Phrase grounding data
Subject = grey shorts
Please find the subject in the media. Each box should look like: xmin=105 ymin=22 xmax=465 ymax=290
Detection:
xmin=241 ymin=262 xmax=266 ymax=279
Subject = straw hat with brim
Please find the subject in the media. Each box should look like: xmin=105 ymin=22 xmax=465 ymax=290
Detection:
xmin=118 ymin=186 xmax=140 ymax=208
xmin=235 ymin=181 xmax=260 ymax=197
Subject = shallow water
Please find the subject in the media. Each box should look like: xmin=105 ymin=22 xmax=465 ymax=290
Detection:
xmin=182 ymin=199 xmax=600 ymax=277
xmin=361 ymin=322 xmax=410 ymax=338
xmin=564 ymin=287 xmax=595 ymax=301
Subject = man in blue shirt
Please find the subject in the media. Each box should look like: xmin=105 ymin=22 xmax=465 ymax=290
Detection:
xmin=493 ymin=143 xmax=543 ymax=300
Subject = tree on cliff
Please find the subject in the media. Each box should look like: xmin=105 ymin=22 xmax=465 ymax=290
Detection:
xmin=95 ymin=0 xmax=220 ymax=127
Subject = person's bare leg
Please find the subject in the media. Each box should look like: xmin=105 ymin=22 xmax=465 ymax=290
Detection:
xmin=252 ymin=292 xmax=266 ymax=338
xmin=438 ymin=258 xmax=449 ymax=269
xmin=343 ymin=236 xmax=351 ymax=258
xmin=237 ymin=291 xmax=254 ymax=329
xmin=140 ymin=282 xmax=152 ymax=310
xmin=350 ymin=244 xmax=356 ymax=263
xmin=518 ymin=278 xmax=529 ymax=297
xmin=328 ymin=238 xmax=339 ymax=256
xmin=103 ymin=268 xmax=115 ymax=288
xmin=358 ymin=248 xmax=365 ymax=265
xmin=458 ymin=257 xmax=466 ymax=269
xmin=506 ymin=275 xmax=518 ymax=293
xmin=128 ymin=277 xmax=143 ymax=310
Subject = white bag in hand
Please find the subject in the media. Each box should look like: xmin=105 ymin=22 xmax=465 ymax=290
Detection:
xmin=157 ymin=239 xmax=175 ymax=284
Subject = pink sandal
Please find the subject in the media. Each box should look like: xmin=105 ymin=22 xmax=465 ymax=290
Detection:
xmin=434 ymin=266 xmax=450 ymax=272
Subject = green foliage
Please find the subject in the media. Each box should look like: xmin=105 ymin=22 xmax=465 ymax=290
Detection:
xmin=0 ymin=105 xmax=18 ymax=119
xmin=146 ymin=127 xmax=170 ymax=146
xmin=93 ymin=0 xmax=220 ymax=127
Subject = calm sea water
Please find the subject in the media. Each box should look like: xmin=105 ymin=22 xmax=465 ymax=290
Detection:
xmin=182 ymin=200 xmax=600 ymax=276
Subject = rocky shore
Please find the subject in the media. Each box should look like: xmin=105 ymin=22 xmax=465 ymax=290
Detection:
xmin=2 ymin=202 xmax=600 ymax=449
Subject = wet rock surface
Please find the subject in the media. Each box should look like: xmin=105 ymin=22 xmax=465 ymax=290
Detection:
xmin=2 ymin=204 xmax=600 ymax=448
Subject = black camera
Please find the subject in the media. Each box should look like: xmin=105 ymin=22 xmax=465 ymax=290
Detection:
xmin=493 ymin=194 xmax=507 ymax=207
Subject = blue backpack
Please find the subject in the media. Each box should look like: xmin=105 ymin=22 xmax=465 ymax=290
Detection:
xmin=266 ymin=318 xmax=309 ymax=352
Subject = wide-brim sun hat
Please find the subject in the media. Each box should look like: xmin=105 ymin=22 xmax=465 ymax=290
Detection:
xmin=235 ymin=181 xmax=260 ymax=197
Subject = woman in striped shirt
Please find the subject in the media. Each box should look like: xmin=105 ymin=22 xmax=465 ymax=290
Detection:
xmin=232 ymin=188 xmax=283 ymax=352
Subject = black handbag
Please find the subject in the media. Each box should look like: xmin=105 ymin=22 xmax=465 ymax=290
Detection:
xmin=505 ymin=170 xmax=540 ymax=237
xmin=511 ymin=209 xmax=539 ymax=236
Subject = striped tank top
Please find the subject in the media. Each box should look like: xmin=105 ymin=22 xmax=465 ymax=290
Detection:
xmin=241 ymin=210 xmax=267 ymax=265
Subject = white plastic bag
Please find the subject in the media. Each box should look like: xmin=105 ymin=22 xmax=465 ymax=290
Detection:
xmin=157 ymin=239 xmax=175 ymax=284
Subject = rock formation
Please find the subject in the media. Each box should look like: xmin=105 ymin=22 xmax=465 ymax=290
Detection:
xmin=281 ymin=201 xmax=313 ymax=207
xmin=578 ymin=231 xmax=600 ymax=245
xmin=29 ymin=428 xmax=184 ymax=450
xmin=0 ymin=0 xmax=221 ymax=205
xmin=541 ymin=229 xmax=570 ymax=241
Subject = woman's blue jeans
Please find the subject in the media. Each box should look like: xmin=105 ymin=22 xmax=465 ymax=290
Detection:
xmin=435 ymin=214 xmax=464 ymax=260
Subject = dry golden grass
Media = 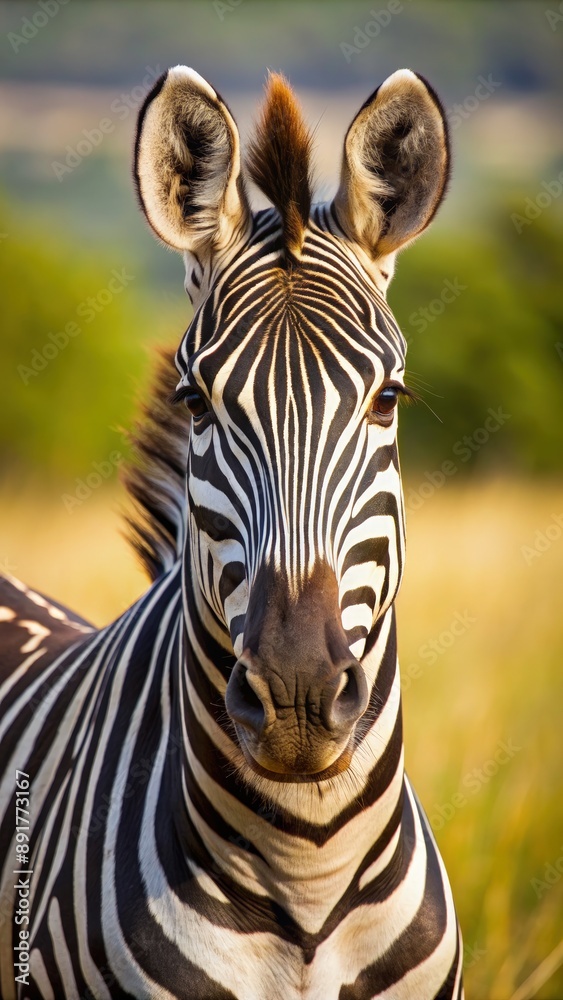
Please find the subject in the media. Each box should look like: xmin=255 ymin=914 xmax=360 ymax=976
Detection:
xmin=1 ymin=476 xmax=562 ymax=998
xmin=398 ymin=476 xmax=563 ymax=999
xmin=0 ymin=485 xmax=146 ymax=625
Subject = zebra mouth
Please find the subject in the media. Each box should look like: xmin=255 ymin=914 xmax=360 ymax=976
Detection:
xmin=235 ymin=729 xmax=354 ymax=783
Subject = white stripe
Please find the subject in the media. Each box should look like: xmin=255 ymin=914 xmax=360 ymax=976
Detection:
xmin=48 ymin=898 xmax=79 ymax=999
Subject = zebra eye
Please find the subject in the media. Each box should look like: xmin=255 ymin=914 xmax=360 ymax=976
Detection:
xmin=184 ymin=390 xmax=208 ymax=417
xmin=372 ymin=386 xmax=400 ymax=417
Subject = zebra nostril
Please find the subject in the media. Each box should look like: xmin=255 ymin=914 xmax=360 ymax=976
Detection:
xmin=328 ymin=663 xmax=368 ymax=733
xmin=335 ymin=669 xmax=353 ymax=700
xmin=225 ymin=661 xmax=267 ymax=738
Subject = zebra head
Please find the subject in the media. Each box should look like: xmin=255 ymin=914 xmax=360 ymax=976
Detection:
xmin=134 ymin=67 xmax=449 ymax=781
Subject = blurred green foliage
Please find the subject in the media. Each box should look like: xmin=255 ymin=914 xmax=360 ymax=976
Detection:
xmin=0 ymin=203 xmax=190 ymax=483
xmin=393 ymin=202 xmax=563 ymax=475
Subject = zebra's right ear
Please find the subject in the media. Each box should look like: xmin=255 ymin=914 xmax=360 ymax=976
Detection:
xmin=134 ymin=66 xmax=251 ymax=258
xmin=333 ymin=69 xmax=450 ymax=259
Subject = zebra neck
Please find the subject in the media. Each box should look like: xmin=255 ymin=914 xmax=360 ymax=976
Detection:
xmin=177 ymin=576 xmax=406 ymax=927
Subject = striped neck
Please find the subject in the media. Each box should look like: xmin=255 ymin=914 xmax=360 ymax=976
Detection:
xmin=175 ymin=561 xmax=406 ymax=930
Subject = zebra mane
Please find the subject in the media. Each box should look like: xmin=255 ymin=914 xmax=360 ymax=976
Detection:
xmin=122 ymin=347 xmax=189 ymax=582
xmin=247 ymin=72 xmax=313 ymax=260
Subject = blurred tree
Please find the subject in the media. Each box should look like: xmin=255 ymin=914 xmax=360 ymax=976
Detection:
xmin=392 ymin=201 xmax=563 ymax=475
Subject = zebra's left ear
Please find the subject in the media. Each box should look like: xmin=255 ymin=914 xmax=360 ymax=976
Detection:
xmin=333 ymin=70 xmax=450 ymax=258
xmin=134 ymin=66 xmax=251 ymax=259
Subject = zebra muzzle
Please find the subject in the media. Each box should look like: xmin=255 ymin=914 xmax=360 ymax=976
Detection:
xmin=225 ymin=654 xmax=368 ymax=781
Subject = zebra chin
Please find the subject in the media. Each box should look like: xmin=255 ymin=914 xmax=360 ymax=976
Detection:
xmin=233 ymin=726 xmax=356 ymax=783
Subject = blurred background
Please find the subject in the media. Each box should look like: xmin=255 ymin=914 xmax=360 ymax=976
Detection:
xmin=0 ymin=1 xmax=562 ymax=996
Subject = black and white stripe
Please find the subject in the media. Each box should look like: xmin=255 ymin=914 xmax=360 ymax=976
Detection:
xmin=0 ymin=66 xmax=463 ymax=999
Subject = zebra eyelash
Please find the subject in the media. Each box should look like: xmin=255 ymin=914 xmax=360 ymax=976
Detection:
xmin=373 ymin=382 xmax=420 ymax=405
xmin=170 ymin=384 xmax=211 ymax=421
xmin=170 ymin=384 xmax=209 ymax=406
xmin=396 ymin=383 xmax=419 ymax=404
xmin=170 ymin=386 xmax=195 ymax=406
xmin=366 ymin=381 xmax=419 ymax=426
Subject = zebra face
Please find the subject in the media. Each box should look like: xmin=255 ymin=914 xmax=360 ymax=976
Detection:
xmin=135 ymin=67 xmax=449 ymax=778
xmin=176 ymin=233 xmax=409 ymax=776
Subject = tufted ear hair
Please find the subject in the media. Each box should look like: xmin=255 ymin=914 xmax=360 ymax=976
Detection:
xmin=333 ymin=69 xmax=450 ymax=259
xmin=134 ymin=66 xmax=251 ymax=258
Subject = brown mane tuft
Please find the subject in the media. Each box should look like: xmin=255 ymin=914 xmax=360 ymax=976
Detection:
xmin=247 ymin=72 xmax=313 ymax=259
xmin=122 ymin=347 xmax=189 ymax=582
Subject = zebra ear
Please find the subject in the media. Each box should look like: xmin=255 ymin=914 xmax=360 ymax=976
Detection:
xmin=134 ymin=66 xmax=251 ymax=256
xmin=333 ymin=69 xmax=450 ymax=258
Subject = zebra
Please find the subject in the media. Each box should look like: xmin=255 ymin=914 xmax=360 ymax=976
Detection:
xmin=0 ymin=66 xmax=464 ymax=998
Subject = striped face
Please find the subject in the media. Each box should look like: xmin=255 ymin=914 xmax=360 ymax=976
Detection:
xmin=174 ymin=210 xmax=409 ymax=777
xmin=134 ymin=65 xmax=450 ymax=779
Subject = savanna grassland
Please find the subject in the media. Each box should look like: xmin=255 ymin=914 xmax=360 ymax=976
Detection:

*WHAT YOU HAVE TO DO*
Beginning with the line above that has "Subject = rock formation" and going on through the line that has "Subject = zebra mouth", retype every line exactly and add nothing else; drop the pictures.

*OUTPUT OF THE TASK*
Subject = rock formation
Please find the subject in the media. Each box should look like: xmin=105 ymin=22 xmax=465 ymax=290
Detection:
xmin=281 ymin=201 xmax=313 ymax=207
xmin=578 ymin=231 xmax=600 ymax=245
xmin=29 ymin=428 xmax=184 ymax=450
xmin=0 ymin=0 xmax=221 ymax=205
xmin=541 ymin=229 xmax=570 ymax=241
Subject = woman's blue jeans
Please find the subject in the media. Each box should look like: xmin=105 ymin=22 xmax=465 ymax=290
Detection:
xmin=435 ymin=214 xmax=464 ymax=260
Subject = dry golden grass
Media = 
Please find the subject in the media. Each box should look like: xmin=255 ymin=914 xmax=360 ymax=976
Detection:
xmin=1 ymin=476 xmax=562 ymax=998
xmin=398 ymin=476 xmax=563 ymax=999
xmin=0 ymin=485 xmax=146 ymax=625
Subject = zebra mouth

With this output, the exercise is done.